:: Passage du document ::
§ §
Léonore de Biran, par Mme de Cubières[1]. — Il est, dit Mme de Cubières, des êtres auxquels le ciel a tout donné hormis le pouvoir d’être heureux ; mais, s’il leur refuse le bonheur, il leur accorde en revanche la fermeté qui supporte les maux et l’intrépidité qui les défie. Pour de pareilles ames, la douleur a des profondeurs inconnues, le courage des ressources ignorées. — C’est à la peinture sans recherche, sans prétention, mais très délicate à la fois et très ferme, d’un grand dévouement et d’un difficile sacrifice de cœur, qu’est consacré le roman de Mme de Cubières. Un jeune homme ardent, forcé par des circonstances impérieuses et invincibles d’épouser la sœur de la femme qu’il aime, et de comprimer avec de continuelles anxiétés et d’involontaires crispations un sentiment qui troublerait le bonheur de la créature bonne et naïve qu’il a associée à son sort ; la résignation exaltée de Léonore, qui réclame pour elle seule les refoulemens et les tristesses d’un cœur brisé, ce caractère noble et attachant qui s’use lentement dans une lutte sans issue ; d’autres personnages secondaires, Mme Darbel, ame tranquille devant qui tout ce drame simple et déchirant se passe sans qu’elle le devine, parce qu’elle suppose partout le bonheur là où elle ne voit pas la souffrance ; la douce et blonde tête de Mathilde qui est la cause involontaire et ignorante de tous ces malheurs ; l’amiral de Saint Amant, qui chérit Léonore d’un pur amour de vieillard touchant et aimable, et qui met au service de l’innocence malheureuse de la jeunesse l’expérience sévère de son grand âge ; toutes ces figures tracées par Mme Cubières avec un talent souple, fin et varié, sont mises en œuvre dans une action touchante, qui est dramatique sans viser nullement au fracas, aux péripéties, aux dénouemens bizarres, aux aventures compliquées, aux rencontres forcées des romans modernes. Beaucoup d’observations de cœur déliées et quelquefois un peu subtiles, dont les femmes ont seules le secret, un sentiment exquis des convenances qui n’exclut nullement la sensibilité et la grace, des mots spirituels et courts qui indiquent une connaissance parfaite du monde, ornent et relèvent à propos l’arrangement volontairement simple du récit.
§ §
:: Extraits d'enregistrements ::
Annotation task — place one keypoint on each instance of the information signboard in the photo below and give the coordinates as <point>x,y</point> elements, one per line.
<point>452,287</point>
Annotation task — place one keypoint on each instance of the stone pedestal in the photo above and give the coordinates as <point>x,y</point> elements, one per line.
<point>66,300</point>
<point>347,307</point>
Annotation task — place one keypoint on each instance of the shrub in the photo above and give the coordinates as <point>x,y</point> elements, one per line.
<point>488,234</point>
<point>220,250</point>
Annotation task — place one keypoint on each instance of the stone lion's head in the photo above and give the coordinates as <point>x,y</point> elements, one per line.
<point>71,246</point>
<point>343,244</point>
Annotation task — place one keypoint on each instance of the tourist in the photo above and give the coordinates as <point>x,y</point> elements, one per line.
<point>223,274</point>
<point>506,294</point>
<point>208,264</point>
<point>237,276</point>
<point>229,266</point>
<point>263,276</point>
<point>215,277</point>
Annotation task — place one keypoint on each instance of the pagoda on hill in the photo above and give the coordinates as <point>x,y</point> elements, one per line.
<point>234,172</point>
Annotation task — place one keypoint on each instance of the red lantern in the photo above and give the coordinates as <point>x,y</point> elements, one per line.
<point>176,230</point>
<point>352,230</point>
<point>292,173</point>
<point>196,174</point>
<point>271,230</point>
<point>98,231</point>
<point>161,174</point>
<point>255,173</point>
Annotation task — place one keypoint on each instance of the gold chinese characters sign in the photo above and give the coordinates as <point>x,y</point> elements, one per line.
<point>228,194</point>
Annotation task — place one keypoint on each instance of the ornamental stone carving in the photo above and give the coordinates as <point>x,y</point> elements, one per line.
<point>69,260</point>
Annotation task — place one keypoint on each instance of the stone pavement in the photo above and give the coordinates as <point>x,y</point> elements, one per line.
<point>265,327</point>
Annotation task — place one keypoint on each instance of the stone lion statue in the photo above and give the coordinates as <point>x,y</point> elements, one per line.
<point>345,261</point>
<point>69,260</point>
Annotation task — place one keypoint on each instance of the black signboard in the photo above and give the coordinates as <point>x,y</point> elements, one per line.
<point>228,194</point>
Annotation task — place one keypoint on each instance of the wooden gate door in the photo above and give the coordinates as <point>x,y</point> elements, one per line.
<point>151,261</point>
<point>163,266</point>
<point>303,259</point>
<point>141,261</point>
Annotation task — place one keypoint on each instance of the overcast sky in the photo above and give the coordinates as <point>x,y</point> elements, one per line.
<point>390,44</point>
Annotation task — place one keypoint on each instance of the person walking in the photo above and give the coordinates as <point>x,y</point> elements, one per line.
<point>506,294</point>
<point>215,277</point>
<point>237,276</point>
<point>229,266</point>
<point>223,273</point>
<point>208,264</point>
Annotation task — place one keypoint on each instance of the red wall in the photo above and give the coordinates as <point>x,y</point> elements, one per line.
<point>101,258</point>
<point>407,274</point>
§ §
:: Vos tâches ::
a. D'après le passage sur le roman « Léonore de Biran », quel personnage aime Léonore d'un pur amour de vieillard ?
b. Continuez le passage sur le roman « Léonore de Biran » après sa dernière phrase.

:: Réponses écrites ::
a. L'amiral de Saint Amant.

b.
On pourrait adresser quelques reproches à cette attachante histoire, et il serait bien désirable que l’auteur, en se conformant aux conseils d’une critique sage et désintéressée, prît, par son prochain livre, une place définitive parmi les romanciers de ce temps-ci. Léonore de Biran révèle un talent si distingué, qu’on y peut presque compter, et que nous abdiquons volontiers, en cette circonstance, notre réserve, ou si l’on veut notre prévention ordinaire au sujet des romans et surtout des romans de femmes. Mme de Cubières a déjà écrit plusieurs livres : Marguerite Aimond et les Trois Soufflets ; et par la publication d’Emmnerik de Mauroger, elle a quelque peu attiré l’attention publique, qui, sans nul doute, ne peut que se fixer de plus en plus sur un écrivain si habile et si naturel. Malgré Werther, malgré l’Héloïse de Rousseau, et quelques autres romans du premier ordre, il est permis de penser que la forme épistolaire n’est pas la meilleure. Nous félicitons donc Mme de Cubières d’avoir repris, dans Léonore de Biran, le procédé narratif dont l’absence rend quelquefois languissante l’action d’Emmerik de Mauroger.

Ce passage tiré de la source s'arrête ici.